-- EXERCISE INSTRUCTIONS --
Starting from the line containing "of the roof", write out the rest of the entries exactly, through the final line, including nothing else.

┄┄┄┄┄┄┄┄┄┄

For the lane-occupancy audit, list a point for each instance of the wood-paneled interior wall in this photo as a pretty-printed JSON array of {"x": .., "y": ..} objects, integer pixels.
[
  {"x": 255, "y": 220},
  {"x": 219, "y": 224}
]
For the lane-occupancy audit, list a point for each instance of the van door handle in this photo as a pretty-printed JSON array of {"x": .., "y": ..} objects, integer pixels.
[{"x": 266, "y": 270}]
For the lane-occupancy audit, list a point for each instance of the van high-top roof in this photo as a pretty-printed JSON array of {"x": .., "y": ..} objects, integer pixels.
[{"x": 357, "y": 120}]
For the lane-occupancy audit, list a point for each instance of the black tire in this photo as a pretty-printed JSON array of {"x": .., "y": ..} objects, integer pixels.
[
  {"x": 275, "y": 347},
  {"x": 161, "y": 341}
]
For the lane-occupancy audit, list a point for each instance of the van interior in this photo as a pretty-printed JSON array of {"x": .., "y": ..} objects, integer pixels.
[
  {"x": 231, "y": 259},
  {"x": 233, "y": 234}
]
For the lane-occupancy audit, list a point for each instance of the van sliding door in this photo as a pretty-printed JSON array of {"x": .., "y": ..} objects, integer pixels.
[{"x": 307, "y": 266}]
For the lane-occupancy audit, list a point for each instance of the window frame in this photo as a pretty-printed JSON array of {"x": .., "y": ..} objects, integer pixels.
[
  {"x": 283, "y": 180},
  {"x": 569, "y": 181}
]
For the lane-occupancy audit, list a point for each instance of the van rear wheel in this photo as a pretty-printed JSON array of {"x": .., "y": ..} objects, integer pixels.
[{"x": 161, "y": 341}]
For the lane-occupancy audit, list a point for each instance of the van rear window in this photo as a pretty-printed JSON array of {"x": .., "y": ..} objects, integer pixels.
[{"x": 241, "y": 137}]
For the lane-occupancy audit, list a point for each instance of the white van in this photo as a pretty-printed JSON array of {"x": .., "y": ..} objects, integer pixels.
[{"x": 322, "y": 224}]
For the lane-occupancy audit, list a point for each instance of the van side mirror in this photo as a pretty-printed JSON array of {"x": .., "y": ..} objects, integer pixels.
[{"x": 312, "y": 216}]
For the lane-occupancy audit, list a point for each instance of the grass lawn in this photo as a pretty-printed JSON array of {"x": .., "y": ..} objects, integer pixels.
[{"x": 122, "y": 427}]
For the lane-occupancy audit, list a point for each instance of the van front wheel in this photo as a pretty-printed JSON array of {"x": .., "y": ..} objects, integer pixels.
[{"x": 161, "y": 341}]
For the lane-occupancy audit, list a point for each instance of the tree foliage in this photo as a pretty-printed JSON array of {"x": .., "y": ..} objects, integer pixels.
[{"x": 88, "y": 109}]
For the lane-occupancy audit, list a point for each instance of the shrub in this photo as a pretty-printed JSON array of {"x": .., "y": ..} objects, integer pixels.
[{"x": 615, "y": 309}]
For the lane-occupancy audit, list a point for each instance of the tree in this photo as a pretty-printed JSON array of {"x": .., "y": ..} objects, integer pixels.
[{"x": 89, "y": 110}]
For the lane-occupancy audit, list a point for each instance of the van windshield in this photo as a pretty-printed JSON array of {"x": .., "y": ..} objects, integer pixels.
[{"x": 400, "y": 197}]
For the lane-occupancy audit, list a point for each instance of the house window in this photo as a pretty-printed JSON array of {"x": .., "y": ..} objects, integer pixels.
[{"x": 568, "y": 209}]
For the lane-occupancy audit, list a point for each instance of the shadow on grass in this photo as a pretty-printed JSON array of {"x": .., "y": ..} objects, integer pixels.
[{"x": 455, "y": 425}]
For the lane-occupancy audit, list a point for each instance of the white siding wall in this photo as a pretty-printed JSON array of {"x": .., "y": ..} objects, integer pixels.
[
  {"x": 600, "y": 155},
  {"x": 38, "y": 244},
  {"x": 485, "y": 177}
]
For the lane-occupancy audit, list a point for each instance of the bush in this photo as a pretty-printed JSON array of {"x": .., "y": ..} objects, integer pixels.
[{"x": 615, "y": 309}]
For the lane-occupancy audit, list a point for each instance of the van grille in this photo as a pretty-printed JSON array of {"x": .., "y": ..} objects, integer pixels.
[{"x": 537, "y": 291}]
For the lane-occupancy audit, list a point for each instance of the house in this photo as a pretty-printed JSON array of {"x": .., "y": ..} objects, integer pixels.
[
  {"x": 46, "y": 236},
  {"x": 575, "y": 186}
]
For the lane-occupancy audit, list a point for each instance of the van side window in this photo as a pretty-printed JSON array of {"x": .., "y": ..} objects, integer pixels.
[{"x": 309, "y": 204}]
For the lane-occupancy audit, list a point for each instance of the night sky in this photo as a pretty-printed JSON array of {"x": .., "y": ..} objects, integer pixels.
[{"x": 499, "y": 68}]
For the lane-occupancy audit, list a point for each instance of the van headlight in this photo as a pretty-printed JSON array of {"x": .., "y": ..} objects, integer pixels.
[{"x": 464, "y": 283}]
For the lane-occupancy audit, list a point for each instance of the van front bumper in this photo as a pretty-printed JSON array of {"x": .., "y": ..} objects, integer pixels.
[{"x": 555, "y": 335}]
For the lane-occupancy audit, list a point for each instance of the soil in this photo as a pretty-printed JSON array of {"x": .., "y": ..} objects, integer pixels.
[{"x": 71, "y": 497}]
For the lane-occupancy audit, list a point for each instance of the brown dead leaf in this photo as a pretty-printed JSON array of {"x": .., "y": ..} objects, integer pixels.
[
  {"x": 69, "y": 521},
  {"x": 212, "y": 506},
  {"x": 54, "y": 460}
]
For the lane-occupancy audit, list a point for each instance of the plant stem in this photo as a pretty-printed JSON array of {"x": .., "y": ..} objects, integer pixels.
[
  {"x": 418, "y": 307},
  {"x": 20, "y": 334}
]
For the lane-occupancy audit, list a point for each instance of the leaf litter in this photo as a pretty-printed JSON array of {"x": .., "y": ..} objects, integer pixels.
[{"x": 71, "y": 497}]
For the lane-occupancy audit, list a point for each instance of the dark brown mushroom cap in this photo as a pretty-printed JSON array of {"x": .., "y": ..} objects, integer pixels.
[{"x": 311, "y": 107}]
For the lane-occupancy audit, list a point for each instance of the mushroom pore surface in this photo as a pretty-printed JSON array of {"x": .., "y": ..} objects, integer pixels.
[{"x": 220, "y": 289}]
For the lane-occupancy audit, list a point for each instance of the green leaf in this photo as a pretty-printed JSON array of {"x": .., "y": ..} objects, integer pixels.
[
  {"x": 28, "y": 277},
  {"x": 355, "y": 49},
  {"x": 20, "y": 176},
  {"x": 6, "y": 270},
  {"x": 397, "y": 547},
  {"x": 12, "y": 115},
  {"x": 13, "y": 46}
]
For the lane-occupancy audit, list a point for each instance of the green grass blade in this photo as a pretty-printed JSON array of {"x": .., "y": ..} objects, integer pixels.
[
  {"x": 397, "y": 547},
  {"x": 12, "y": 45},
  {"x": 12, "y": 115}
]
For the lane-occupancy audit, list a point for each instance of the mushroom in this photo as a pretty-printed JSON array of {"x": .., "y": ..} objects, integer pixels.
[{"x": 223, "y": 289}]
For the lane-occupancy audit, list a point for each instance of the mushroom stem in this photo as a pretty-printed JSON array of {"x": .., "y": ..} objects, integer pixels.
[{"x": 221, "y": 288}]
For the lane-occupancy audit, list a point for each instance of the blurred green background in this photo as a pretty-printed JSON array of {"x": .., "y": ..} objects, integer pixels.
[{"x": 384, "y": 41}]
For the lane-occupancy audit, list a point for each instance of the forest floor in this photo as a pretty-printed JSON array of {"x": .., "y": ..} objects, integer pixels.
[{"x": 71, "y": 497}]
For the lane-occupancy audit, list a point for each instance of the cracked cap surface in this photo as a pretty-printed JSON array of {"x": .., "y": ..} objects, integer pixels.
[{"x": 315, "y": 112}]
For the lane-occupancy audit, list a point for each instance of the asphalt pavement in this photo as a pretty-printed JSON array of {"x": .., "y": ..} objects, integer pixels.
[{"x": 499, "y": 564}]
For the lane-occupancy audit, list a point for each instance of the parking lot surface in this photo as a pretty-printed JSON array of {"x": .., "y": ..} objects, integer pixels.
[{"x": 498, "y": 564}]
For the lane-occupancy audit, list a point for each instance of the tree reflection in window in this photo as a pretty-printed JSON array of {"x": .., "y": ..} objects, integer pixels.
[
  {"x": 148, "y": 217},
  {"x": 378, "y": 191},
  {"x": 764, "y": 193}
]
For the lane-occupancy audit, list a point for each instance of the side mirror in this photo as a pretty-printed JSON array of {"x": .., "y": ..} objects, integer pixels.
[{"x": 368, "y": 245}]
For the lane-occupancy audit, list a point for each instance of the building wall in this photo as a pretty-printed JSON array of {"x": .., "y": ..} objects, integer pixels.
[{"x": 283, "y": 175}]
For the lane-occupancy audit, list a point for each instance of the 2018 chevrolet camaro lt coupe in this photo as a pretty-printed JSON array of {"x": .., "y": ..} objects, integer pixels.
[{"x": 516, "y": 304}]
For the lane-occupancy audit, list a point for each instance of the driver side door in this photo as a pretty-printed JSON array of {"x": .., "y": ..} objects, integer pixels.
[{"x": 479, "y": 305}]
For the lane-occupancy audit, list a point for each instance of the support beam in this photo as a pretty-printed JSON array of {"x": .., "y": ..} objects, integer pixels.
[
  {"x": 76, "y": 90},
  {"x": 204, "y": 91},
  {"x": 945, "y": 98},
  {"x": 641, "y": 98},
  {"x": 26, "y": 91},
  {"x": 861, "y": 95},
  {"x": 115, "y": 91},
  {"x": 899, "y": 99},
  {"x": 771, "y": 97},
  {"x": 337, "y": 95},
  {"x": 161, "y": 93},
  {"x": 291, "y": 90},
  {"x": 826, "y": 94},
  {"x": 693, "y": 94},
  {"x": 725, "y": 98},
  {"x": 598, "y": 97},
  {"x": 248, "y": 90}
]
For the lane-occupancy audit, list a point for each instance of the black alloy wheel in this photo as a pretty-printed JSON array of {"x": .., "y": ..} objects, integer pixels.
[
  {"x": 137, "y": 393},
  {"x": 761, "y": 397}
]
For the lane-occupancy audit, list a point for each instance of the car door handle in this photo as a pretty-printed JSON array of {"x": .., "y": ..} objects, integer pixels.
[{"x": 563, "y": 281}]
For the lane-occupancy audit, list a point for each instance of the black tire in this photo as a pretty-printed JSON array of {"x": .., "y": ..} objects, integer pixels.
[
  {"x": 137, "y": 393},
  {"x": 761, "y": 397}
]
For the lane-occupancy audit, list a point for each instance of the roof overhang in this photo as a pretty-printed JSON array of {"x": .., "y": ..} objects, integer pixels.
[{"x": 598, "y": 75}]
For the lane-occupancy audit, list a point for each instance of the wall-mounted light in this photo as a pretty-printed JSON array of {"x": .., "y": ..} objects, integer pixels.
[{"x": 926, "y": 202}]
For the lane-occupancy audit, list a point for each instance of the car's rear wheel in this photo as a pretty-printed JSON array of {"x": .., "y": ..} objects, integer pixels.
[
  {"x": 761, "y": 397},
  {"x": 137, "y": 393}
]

┄┄┄┄┄┄┄┄┄┄

-- TASK OUTPUT --
For the lane-occupancy audit, list a point for each instance of the roof overhang in this photo as a pretty-printed JSON array of {"x": .., "y": ..} objects, integer pixels.
[{"x": 598, "y": 75}]
For the lane-occupancy audit, list a point for each instance of the wall-mounted light in this photo as a pretty-printed JSON array of {"x": .., "y": ..} objects, integer pixels.
[{"x": 926, "y": 202}]
For the lane-occupancy audit, list a point for each instance of the car's rear wheel in this photo as a pretty-printed JSON array of {"x": .., "y": ..} objects, integer pixels.
[
  {"x": 761, "y": 397},
  {"x": 137, "y": 393}
]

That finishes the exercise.